**INSTRUCCIONES**
Según el texto seleccionado, ¿en qué convierten cualquier circunstancia, buena o mala, los que se mencionan en la última frase?

También los que se muestran permeables al embrujo de los archipiélagos. Y los que sienten la posibilidad de ser parte de una realidad diferente durante algunos días, algunas horas o algunos minutos. Y los anímicamente encantados de conocerse. Y los que tienen que servir. Y los que tocan el piano. Y los que gestionan su propia angustia como pueden, a menudo con soluciones contradictorias que confirman que son tan pesimistas que ni siquiera ven diferenciar entre ser pesimista o ser optimista. Y los que están a favor de la negatividad entendida como un deporte. Y los que exploran las ignotas tierras de la esperanza. Y los que activan todos los músculos del pesimismo. Y los que tienen una predisposición genética para el fatalismo. Y los que entrenan para convertirse en atletas de la negatividad. Y los que convierten cualquier circunstancia, buena o mala, en pura propulsión vital.

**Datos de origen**
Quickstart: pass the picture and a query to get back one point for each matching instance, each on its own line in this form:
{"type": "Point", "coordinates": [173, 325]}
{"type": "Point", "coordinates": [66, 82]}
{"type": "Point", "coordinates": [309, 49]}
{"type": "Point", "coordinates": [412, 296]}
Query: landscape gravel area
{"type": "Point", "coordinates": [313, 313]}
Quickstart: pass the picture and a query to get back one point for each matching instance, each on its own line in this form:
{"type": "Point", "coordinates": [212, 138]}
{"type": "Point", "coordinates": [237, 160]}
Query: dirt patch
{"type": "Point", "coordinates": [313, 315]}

**RESPUESTA**
En pura propulsión vital.